Teks Bacaan:

Mode Suara
Kamis, 03 Oktober 2024 | 07:11
Dilihat : 149JAKARTA, HUMAS MKRI – Sidang lanjutan uji Undang-Undang Nomor 20 Tahun 2003 tentang Sistem Pendidikan Nasional (UU Sisdiknas) kembali digelar Mahkamah Konstitusi (MK) pada Kamis (3/10/2024) di Ruang Sidang Pleno MK. Perkara Nomor 3/PUU-XXII/2024 ini diajukan oleh Jaringan Pemantau Pendidikan Indonesia dan tiga Pemohon perorangan yang bernama Fathiyah, Novianisa Rizkika, dan Riris Risma Anjiningrum. Fathiyah dan Novianisa merupakan ibu rumah tangga. Sedangkan Riris seorang ibu yang bekerja sebagai PNS.
Saur Panjaitan mewakili Badan Musyawarah Pendidikan Swasta atau BMPS) dalam persidangan menyampaikan BMPS berkeberatan jika sekolah swasta dilarang memungut biaya dari masyarakat. Dengan demikian, sambung Saur, BMPS menolak permohonan terhadap UU No.20 Tahun 2003 tentang Sisdiknas, Pasal 34 ayat (2) sepanjang frasa “Wajib Belajar minimal pada Jenjang Pendidikan Dasar Tanpa Memungut Biaya” sepanjang tidak dimaknai “Wajib Belajar minimal pada Jenjang Pendidikan Dasar dilaksanakan di Sekolah Negeri maupun Sekolah Swasta Tanpa Memungut Biaya”.

Data yang Diberikan:
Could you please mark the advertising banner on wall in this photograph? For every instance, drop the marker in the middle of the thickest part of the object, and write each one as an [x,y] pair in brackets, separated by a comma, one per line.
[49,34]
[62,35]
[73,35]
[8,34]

Daftar Tugas:
A) Dalam berita tentang sidang uji UU Sisdiknas, siapa yang mewakili Badan Musyawarah Pendidikan Swasta di persidangan?
B) Perpanjang berita tentang sidang uji UU Sisdiknas di Mahkamah Konstitusi, dimulai tepat setelah kalimat terakhirnya.

Hasil Tugas:
A) Saur Panjaitan.

B)
Dikatakan Saur, apabila permohonan gugatan ini dikabulkan, sementara selama ini sekolah swasta baru disubsidi Pemerintah melalui dana BOS, Sertifikasi Guru, dan lainnya, baru sekitar 15% dari biaya operasionalnya, maka BMPS merkomendasikan peningkatan subsidi. Selain itu, BMPS merekomendasikan agar segera seluruh guru-guru swasta diberikan tunjangan sertifikasi guru, tidak hanya untuk guru-guru yang mengajar di pendidikan dasar akan tetapi juga yang mengajar di pendidikan menengah. Rekomendasi kedua terkait sertifikasi guru, tidak kalah pentingnya, adalah peningkatan jumlah besaran Tunjangan Sertifikasi Guru.
“BMPS mengusulkan, tidak membeda-bedakan di mana siswa itu bersekolah, tetapi melihat kondisi kemampuan keuangannya, misalnya dikategorikan menjadi 3 kelompok yakni kelompok 1 dibiayai penuh oleh pemerintah, kelompok 2 disubsidi sebagian oleh pemerintah dan kelompok 3 tidak disubsidi oleh pemerintah, bahkan berkontribusi penuh/ berbayar dimanapun bersekolah baik di swasta maupun di sekolah negeri,” sebutnya.
Kemudian, ia juga meminta kebijakan Pemerintah untuk dikaji ulang salah satuya mengenai persoalan utama dalam pengelolaan sekolah swasta terkait pembiayaan dimulai dari proses penerimaan peserta didik baru (PPDB), dimana terdapat kebijakan yang membuat sekolah swasta kesulitan untuk membuat perencanaan pembiayaannya karena sangat dipengaruhi jumlah siswa yang diterimanya.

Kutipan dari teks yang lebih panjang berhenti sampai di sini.